» Text section:
________________________
- Also known as: Saga
- Born: 1975 (age 50–51) Sweden
- Genres: Rock Against Communism, White power music
- Occupation: Singer
- Years active: 2000–present

= Saga (singer) =

Saga (born 1975) is a Swedish white nationalist singer-songwriter. She started as the vocalist for Symphony of Sorrow, but has since become known for her tribute CDs to the band Skrewdriver and her solo projects, promoting white nationalism and anti-communism. She is one of the most successful Swedish white nationalist singers.

== Biography ==
Saga is the stage name of a Swedish singer born in southern Sweden in 1975. She became part of the Swedish nationalist movement in her youth. Following her tribute CDs, she gathered an international audience, playing concerts in Great Britain, Germany, and Finland in addition to Sweden, and briefly living in the United States before returning to Sweden in 2005. Having returned, she recorded a second album with Symphony of Sorrow.

Saga was featured on the front cover of the Fall 2000 edition of Resistance magazine, a United States neo-Nazi publication. Shaun Walker of the National Alliance, a United States white power advocacy group, wrote: "... just having her in front of the camera helps our Cause. But, she also is quite good at interviews. She comes across as the girl-next-door, who also understands the dynamics of racial conflict." In an interview, Saga stated, "What I want is for people to listen to my music and go, ‘Oh, she feels the same. I’m not alone.’ My music should be an option for normal people who feel that there is something wrong, but they don't have to go out and get punched in the nose for it."
________________________
Data records

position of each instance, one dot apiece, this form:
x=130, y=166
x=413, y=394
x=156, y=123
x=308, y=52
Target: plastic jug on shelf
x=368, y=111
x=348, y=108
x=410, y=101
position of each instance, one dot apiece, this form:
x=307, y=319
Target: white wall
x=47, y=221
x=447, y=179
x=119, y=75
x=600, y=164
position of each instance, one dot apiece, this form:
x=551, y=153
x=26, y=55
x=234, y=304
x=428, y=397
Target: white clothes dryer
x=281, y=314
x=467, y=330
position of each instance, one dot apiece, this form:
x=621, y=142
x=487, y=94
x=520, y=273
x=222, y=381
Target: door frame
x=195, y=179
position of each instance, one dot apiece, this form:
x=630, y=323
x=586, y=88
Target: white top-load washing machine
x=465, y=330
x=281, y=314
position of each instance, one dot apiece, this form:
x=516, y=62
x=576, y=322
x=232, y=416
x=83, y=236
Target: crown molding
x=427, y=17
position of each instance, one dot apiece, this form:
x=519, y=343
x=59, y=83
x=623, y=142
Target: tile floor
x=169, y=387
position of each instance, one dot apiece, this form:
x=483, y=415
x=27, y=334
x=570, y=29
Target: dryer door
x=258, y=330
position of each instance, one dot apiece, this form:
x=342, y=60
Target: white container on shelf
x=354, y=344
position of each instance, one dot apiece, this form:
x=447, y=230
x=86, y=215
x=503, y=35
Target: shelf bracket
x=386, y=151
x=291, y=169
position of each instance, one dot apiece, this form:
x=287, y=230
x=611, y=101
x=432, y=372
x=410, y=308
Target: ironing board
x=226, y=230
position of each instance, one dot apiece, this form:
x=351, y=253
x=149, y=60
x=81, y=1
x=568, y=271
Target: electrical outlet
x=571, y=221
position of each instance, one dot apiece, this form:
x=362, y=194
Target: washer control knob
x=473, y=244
________________________
» Given instruction:
Answer these questions from the article on Saga:
1. For which band did Saga start out as vocalist?
2. In what year did she return to Sweden from the United States?
3. Which magazine featured her on its front cover, and in what edition?

» Exercise result:
1. Symphony of Sorrow.
2. 2005.
3. Resistance magazine, in its Fall 2000 edition.